**Work required**
Print, in exact form, the lines below from the one containing "Put a point on the pilot" through the one containing "Put a point on the pink", and omit all others.

Stored data entries

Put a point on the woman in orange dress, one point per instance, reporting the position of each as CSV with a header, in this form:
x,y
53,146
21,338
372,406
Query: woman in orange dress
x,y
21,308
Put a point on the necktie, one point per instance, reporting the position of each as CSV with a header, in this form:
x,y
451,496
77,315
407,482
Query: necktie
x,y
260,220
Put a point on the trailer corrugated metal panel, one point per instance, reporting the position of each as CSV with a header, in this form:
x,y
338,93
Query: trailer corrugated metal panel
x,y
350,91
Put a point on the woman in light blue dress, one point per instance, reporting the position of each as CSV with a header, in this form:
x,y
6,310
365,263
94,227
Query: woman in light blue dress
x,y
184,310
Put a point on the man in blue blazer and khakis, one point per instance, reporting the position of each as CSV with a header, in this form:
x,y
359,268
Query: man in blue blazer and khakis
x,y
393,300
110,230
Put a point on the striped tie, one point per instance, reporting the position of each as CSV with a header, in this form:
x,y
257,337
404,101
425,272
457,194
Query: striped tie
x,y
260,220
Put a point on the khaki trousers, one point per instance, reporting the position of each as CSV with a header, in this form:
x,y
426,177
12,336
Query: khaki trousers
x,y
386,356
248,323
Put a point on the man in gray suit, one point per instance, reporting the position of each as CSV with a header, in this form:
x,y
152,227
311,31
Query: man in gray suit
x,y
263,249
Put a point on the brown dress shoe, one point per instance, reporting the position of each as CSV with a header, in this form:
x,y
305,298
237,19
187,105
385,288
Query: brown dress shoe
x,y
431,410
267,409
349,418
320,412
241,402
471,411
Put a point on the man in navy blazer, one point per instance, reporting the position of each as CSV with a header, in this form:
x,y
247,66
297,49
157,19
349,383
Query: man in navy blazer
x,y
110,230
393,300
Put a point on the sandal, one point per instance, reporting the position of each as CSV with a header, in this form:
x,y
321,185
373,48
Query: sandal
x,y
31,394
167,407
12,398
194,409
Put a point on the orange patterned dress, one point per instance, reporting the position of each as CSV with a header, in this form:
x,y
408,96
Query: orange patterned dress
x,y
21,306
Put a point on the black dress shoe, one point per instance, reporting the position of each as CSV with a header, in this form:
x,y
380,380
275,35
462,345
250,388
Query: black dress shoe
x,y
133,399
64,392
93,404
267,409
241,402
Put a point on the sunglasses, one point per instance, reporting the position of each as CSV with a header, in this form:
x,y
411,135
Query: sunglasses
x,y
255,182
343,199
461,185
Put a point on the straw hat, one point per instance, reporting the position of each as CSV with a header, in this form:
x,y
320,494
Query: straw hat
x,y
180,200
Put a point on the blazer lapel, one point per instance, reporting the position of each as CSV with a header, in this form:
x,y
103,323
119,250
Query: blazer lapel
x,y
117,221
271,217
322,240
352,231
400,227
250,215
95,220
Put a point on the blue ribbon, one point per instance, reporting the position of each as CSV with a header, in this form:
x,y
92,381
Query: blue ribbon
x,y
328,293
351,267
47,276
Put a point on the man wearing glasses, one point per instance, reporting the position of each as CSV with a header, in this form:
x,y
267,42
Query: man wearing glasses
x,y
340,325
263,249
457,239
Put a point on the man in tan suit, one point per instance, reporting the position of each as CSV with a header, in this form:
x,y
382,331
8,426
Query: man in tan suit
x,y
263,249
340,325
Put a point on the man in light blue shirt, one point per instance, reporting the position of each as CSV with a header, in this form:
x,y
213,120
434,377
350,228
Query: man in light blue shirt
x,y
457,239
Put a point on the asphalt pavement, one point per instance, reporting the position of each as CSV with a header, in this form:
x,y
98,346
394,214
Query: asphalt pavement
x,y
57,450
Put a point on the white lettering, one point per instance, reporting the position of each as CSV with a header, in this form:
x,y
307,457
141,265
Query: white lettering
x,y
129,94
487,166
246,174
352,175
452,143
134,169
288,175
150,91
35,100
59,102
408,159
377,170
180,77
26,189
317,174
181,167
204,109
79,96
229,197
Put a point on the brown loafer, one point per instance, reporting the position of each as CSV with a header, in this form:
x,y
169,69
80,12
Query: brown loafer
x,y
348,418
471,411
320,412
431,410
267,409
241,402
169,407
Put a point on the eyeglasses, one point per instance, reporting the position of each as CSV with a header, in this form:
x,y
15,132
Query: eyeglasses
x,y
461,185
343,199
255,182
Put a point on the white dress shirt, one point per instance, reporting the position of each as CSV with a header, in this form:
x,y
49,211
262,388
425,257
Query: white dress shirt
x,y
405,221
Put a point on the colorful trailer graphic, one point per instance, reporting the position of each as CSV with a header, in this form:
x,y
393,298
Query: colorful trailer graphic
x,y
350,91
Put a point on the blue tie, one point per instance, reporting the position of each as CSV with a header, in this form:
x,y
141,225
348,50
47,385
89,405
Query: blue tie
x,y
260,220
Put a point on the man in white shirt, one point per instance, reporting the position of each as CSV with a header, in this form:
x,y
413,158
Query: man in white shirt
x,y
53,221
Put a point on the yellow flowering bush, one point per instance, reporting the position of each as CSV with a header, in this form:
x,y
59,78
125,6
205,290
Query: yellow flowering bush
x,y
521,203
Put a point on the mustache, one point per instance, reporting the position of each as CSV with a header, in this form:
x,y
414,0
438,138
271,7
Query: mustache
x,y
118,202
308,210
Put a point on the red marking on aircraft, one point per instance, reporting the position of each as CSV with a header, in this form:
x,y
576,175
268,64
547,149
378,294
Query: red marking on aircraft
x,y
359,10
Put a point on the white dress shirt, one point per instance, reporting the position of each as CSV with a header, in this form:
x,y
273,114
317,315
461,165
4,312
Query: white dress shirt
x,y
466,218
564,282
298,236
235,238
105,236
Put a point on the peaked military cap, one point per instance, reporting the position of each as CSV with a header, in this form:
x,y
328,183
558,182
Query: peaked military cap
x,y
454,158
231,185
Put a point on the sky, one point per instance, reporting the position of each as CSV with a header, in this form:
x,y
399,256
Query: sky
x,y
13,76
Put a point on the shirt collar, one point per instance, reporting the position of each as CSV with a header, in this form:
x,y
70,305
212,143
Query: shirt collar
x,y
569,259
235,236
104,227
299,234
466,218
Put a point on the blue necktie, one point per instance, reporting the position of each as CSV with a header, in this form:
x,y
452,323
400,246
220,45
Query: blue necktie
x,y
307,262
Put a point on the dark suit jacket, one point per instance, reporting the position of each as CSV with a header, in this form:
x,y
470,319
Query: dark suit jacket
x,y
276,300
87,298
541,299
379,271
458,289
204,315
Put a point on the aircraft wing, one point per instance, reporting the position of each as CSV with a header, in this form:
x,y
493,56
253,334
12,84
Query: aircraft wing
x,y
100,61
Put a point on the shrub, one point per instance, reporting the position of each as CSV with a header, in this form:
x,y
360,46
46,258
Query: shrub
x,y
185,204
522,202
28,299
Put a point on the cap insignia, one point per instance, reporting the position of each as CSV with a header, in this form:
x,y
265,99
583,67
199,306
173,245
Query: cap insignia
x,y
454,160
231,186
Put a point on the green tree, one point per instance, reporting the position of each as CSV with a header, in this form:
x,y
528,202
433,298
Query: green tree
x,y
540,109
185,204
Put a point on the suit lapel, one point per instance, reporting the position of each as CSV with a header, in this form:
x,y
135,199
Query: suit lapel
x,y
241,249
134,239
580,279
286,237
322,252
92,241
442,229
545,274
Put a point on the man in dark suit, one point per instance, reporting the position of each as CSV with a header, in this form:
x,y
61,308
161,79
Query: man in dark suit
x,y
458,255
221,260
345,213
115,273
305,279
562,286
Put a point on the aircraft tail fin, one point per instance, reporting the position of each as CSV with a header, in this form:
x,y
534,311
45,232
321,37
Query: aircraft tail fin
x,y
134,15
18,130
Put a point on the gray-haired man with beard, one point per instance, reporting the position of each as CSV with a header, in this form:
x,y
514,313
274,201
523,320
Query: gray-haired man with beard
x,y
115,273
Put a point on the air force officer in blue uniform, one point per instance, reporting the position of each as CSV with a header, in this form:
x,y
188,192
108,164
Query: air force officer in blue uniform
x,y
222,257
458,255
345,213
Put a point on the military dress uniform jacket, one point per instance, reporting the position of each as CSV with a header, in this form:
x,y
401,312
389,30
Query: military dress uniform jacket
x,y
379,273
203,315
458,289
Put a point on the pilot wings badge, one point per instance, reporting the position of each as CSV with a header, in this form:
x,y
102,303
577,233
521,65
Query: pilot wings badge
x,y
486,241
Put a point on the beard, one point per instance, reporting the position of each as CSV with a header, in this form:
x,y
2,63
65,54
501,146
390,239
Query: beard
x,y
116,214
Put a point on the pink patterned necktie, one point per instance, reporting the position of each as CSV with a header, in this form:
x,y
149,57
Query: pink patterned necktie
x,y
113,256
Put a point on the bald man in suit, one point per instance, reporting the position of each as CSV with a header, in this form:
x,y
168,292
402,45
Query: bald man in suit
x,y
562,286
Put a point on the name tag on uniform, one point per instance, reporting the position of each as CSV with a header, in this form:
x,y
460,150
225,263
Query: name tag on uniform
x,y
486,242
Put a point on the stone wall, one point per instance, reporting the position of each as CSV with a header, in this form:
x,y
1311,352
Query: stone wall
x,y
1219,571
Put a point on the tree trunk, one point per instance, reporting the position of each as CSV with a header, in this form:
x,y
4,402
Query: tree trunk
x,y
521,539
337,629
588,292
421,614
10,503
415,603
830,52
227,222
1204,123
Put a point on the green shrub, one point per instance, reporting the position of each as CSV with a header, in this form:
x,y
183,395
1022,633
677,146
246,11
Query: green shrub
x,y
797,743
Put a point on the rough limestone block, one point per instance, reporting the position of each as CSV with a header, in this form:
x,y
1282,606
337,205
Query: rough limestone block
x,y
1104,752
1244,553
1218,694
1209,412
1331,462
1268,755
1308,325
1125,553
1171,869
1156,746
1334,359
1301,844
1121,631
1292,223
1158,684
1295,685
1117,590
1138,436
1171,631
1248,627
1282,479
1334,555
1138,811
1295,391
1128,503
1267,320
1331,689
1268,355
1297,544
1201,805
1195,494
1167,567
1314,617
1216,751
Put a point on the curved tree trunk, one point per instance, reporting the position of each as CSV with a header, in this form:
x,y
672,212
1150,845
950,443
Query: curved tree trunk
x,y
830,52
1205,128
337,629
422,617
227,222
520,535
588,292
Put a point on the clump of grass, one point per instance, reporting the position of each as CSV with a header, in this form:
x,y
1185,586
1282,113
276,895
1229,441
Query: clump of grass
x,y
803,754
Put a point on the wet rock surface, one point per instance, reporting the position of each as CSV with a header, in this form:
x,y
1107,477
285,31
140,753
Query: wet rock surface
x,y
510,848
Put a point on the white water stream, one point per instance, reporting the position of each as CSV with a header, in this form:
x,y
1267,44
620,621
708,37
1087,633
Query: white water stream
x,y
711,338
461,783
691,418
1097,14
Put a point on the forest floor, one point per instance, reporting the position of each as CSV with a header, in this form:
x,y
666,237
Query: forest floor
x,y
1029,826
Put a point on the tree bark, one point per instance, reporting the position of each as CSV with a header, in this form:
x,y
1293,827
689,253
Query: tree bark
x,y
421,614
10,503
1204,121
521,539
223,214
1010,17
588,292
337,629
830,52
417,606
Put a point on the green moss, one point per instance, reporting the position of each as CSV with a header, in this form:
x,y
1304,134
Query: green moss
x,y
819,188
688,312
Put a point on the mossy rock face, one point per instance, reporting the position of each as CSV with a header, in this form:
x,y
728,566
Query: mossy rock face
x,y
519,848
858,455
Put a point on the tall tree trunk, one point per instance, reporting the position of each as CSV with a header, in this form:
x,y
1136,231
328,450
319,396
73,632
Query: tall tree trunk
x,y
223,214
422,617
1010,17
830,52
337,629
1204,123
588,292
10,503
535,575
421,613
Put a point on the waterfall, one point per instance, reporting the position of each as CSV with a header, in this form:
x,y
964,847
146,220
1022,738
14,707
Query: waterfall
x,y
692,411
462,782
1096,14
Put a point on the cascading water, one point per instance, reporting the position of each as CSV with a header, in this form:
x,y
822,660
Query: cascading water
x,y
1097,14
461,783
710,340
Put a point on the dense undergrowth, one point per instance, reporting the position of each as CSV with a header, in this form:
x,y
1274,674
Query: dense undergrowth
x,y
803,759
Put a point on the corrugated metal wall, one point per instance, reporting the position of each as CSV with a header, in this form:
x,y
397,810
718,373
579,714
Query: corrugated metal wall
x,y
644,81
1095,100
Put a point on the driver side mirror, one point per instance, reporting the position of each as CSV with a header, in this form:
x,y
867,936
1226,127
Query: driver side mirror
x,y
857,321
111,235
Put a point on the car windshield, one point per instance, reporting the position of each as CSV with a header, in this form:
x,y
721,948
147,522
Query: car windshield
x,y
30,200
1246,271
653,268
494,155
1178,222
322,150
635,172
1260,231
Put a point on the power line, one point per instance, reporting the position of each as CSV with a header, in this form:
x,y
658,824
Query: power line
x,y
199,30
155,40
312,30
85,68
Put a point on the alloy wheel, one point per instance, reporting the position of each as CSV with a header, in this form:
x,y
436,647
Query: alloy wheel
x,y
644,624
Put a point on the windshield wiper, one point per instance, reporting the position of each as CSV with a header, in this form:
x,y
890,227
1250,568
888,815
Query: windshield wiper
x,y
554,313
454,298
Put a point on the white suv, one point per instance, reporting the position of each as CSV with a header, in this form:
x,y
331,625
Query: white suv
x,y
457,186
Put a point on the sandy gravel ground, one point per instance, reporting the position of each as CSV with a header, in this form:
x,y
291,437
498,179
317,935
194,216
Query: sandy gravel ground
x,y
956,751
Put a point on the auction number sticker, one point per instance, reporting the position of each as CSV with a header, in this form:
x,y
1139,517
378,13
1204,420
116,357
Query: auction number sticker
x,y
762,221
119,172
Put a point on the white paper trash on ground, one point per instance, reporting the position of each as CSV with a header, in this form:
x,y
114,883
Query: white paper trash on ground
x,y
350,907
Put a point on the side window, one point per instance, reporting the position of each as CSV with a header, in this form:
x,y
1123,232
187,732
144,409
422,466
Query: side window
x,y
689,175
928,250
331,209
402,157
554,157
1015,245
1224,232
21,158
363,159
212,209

**Answer to this exercise**
Put a point on the pilot wings badge, one point per instance, reporting the position of each as CSV with a header, in this form:
x,y
102,303
577,233
521,65
Query: pilot wings badge
x,y
486,241
Put a point on the beard, one point per instance, reporting the position of each as CSV with a header, in this form:
x,y
2,63
65,54
501,146
390,239
Query: beard
x,y
116,214
Put a point on the pink patterned necktie, one point per instance, reporting the position of each as CSV with a header, in this form:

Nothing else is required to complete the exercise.